## What to work on
Output only the lines from the one holding "Query: car's front wheel" to the end of the data below, please, copied exactly.

[Start of section]

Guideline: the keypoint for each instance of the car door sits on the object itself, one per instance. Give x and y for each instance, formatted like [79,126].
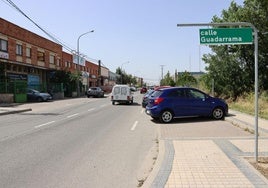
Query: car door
[197,103]
[179,102]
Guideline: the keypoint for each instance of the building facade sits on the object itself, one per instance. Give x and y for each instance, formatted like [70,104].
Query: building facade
[29,57]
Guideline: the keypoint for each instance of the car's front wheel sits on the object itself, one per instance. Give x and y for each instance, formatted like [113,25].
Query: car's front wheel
[218,113]
[166,116]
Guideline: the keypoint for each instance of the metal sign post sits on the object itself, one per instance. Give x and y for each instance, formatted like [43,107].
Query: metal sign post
[255,33]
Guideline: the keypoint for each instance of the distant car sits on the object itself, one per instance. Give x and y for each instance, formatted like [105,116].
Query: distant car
[147,95]
[95,92]
[145,98]
[34,95]
[177,102]
[143,90]
[121,94]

[End of section]

## Reply
Query: car's front wheel
[218,113]
[166,116]
Guideline: the keypoint for each instance of the metal sign post sits on the object itself, one per instance. Give x and y for each instance, formatted like [43,107].
Query: metal sign post
[255,33]
Guideline: the keypoint for each instance of the distant car sits on the object itself, one per instance. Give x and y for each instance, formatted like [105,116].
Query: distant car
[147,95]
[95,92]
[145,98]
[34,95]
[177,102]
[143,90]
[121,94]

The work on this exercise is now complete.